**Written request:** Edit the data below by replacing every "photo" with "image" and leaving everything else unchanged. Omit the pictures from your answer.

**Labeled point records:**
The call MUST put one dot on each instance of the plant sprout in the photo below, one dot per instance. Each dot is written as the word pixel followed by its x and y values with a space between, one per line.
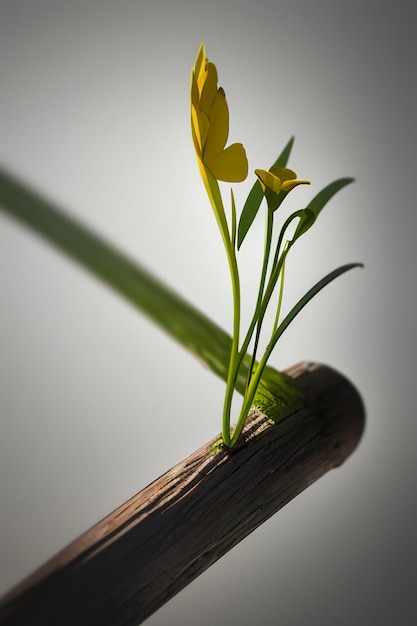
pixel 210 130
pixel 261 386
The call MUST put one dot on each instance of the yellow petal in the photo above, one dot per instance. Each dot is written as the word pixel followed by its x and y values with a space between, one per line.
pixel 230 165
pixel 207 85
pixel 283 173
pixel 200 60
pixel 268 179
pixel 219 126
pixel 290 184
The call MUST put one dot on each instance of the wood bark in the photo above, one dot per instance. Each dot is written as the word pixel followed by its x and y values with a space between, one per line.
pixel 128 565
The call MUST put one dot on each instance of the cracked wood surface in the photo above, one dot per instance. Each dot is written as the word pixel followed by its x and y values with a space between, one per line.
pixel 128 565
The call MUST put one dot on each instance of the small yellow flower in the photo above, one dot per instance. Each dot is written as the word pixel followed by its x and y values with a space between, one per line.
pixel 279 179
pixel 210 124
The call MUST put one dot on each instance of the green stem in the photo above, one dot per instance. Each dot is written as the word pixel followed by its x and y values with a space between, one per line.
pixel 214 194
pixel 281 288
pixel 255 318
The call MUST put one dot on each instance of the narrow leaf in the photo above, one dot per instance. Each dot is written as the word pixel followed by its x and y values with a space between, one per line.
pixel 180 319
pixel 313 209
pixel 282 160
pixel 309 296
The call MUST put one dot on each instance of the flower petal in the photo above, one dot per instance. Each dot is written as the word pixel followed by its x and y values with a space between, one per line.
pixel 287 185
pixel 230 165
pixel 283 173
pixel 219 126
pixel 207 85
pixel 268 180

**Solution for this exercise:**
The call MUST put one dot on each instance of the plant sprout in the image below, one dot per instance. Each dot is written as the word pixel followed by its x and y values with a space between, one per line.
pixel 210 130
pixel 261 386
The call MUST put one dot on each instance of the yellow petal in the image above, one dot per instance. Each dot is written as the word pixel followed by its x and y values with a space between, one per line.
pixel 230 165
pixel 207 85
pixel 283 173
pixel 200 60
pixel 268 179
pixel 219 126
pixel 290 184
The call MUST put one dot on each instance of the wood bark in the image above, one dot per instance. Each dot is written as the word pixel followed by its x and y values with a space between, one per line.
pixel 128 565
The call MUST put one dot on each instance of the cracked wood surface in the image above, one dot per instance. Each dot is written as the word pixel followed by its x and y values with a space between, one per line.
pixel 128 565
The call MUST put one dot on each instance of the small yellow flower in the image above, one dot per instance. Each dot is written as the word pixel followed by its x and y values with a space between, one per line.
pixel 279 179
pixel 210 124
The call MUST put one dot on each instance of the green stem in the image above, one dot per instance. Each dot is written as the word pixel followed by its x and y values with a space between, one per line.
pixel 214 194
pixel 281 288
pixel 255 318
The call MUST put one dot on each instance of the narrow leaf in the image above, one dot per instance. Each dot is written as the word pixel followed by its x and y values with a space between, one per line.
pixel 180 319
pixel 313 209
pixel 282 160
pixel 309 296
The call MUST put one dot on each instance of the flower petal in the image above, one dot per instance. Each dot is written as the word pixel followed by its x and y values with a space between, one per line.
pixel 287 185
pixel 230 165
pixel 283 173
pixel 219 126
pixel 207 85
pixel 268 180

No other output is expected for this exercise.